╔══
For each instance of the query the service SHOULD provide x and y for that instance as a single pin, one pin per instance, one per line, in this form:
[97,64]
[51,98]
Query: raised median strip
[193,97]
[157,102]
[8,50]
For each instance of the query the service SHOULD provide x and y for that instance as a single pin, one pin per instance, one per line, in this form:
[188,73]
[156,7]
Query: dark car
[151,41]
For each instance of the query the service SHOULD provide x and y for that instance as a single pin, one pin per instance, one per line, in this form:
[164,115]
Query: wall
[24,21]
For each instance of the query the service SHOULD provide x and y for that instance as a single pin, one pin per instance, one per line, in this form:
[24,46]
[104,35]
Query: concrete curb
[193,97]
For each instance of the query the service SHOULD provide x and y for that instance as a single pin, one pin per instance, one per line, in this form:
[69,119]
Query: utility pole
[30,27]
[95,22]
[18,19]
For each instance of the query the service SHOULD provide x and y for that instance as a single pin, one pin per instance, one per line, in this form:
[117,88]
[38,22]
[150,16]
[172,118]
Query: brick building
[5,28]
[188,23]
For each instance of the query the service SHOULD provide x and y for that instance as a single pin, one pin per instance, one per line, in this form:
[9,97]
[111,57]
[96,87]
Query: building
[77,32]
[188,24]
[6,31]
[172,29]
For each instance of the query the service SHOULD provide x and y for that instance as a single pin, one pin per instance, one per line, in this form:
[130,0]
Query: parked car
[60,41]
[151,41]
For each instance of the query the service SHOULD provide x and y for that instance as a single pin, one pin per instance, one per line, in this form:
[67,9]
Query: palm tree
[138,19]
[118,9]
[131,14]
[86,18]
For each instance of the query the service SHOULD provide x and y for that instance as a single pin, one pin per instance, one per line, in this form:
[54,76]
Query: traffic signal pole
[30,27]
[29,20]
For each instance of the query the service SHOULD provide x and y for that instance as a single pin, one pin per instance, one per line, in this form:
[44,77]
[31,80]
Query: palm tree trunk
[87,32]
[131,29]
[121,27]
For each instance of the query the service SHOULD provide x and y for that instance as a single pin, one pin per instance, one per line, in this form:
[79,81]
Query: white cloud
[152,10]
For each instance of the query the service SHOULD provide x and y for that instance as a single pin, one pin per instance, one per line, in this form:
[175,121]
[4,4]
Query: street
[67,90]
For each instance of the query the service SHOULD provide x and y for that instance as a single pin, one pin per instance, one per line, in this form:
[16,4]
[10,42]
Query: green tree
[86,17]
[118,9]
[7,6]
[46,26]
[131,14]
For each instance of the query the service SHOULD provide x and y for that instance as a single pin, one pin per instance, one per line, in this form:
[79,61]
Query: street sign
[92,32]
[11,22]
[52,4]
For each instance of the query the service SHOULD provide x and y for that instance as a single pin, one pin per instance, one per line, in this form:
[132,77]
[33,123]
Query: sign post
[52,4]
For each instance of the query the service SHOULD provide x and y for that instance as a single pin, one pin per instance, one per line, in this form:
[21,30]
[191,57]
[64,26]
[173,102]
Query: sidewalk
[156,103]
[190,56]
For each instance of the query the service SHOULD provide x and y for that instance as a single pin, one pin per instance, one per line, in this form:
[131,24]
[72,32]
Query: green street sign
╚══
• WORK INSTRUCTIONS: Pick out each line of the data above that contains the word "building", and copy those lines unchanged.

• RESULT OF THE TASK:
Query: brick building
Query: building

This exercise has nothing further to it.